INSTRUCTIONS TO FOLLOW
Set down, word for word, the stretch of lines from the one containing "of the group" to the end of the records below.

START

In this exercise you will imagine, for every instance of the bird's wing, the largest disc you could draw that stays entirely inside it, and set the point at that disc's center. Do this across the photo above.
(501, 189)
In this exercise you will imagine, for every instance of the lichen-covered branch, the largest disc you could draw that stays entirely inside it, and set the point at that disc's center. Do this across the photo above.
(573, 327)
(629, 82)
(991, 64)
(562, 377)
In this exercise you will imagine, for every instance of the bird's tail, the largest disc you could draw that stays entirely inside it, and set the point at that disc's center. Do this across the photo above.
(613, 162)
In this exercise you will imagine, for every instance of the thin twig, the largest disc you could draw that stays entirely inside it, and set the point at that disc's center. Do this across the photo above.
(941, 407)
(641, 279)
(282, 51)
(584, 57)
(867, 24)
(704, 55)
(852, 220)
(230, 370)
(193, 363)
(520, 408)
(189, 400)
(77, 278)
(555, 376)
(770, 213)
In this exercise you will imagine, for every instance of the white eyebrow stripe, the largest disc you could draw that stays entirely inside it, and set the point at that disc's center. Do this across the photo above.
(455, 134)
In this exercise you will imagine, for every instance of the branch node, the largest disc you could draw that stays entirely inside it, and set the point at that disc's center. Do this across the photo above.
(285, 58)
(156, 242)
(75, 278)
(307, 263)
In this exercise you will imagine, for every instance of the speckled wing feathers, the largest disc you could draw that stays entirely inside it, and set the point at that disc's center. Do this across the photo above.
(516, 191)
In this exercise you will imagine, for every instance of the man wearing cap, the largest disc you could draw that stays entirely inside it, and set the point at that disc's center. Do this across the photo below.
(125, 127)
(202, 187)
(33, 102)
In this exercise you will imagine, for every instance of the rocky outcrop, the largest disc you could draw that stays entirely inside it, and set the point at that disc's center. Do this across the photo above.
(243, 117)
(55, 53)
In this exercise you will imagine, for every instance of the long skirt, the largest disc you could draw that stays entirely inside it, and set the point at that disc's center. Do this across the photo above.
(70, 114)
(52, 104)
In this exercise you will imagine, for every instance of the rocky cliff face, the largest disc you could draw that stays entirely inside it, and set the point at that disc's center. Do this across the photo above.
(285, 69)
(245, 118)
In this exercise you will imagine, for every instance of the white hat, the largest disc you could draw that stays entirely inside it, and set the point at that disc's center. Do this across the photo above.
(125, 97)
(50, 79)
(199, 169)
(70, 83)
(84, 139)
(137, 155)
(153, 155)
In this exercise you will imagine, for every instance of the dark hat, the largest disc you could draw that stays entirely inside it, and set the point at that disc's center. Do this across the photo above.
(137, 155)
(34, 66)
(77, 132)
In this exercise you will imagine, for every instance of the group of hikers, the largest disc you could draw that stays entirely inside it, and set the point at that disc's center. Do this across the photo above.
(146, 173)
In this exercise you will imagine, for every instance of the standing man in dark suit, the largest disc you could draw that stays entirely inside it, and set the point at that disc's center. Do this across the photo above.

END

EXERCISE ANSWER
In this exercise you will imagine, for every instance of the group of hikers, the largest disc you could draw that stays entirely inside it, and set the point at that disc's center. Do this across the photo above.
(146, 173)
In this exercise you will imagine, for every instance of the standing man in dark suit, the largest disc you could draw that stays entirely inside it, and set the point at that disc's center. Do this across the photo above.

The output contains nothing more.